BEGIN Extract provided
‘There’s more to the story’: Two executives at a rehab company kill themselves and three facilities shut down across the US

News & Politics

Employees at Retreat Behavioral Health have been left without answers after a number of facilities closed down after the sudden suicide of two top executives, according to the Daily Mail.

The rehabilitation company has locations in Connecticut, Florida, and Philadelphia, but they suddenly closed down their facility in Palm Beach, Florida, last week. Employees were reportedly told that about 100 mental health and substance use patients were told to pack up and leave the facility. Thirty of the 100 patients were said to have nowhere to go.

‘Here’s the facts, the company ran out of cash. Revenue dropped drastically and they didn’t adjust costs.’

The Connecticut and Pennsylvania locations were also abruptly shut down after the deaths of CEO Peter Schorr and CAO Scott Korogodsky, according to the report. Korogodsky took the helm as the leader of the company after Schorr committed suicide inside his home in Delray Beach, according to a second report.

Just days after Schorr died, it was confirmed that Korogodsky had also killed himself, according to the Palm Beach County Medical Examiner’s Office.
END Extract provided
BEGIN Given information
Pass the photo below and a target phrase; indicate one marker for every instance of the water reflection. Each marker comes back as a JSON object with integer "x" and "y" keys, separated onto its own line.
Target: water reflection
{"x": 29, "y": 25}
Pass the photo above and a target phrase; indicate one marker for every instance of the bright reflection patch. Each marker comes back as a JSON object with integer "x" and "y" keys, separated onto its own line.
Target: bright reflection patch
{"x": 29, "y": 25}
END Given information
BEGIN Given information
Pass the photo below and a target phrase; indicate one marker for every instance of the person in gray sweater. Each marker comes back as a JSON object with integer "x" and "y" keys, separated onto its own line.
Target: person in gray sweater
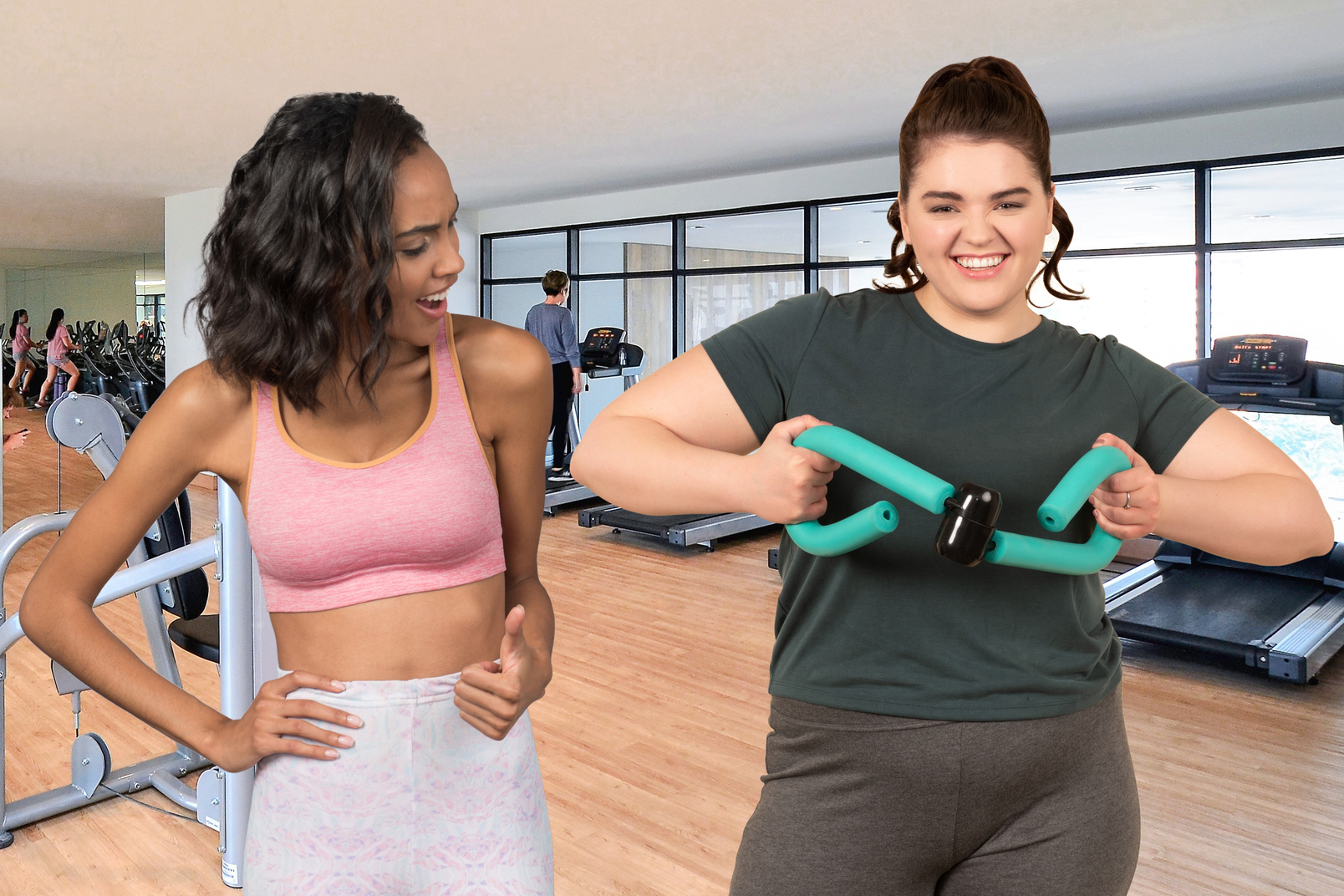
END Given information
BEGIN Given information
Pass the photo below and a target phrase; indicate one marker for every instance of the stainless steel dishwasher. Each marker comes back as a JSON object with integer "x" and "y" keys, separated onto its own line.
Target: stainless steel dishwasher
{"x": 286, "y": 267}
END Given information
Apply what you read:
- A) Can you retype the article about Retreat Behavioral Health, starting with "The rehabilitation company" and going on through "nowhere to go."?
- B) In the article about Retreat Behavioral Health, how many of the roughly 100 patients were said to have nowhere to go?
- C) Where does the article about Retreat Behavioral Health say the company has locations?
Rely only on the article about Retreat Behavioral Health for your answers.

Answers for each item:
- A)
The rehabilitation company has locations in Connecticut, Florida, and Philadelphia, but they suddenly closed down their facility in Palm Beach, Florida, last week. Employees were reportedly told that about 100 mental health and substance use patients were told to pack up and leave the facility. Thirty of the 100 patients were said to have nowhere to go.

- B) Thirty

- C) Connecticut, Florida, Philadelphia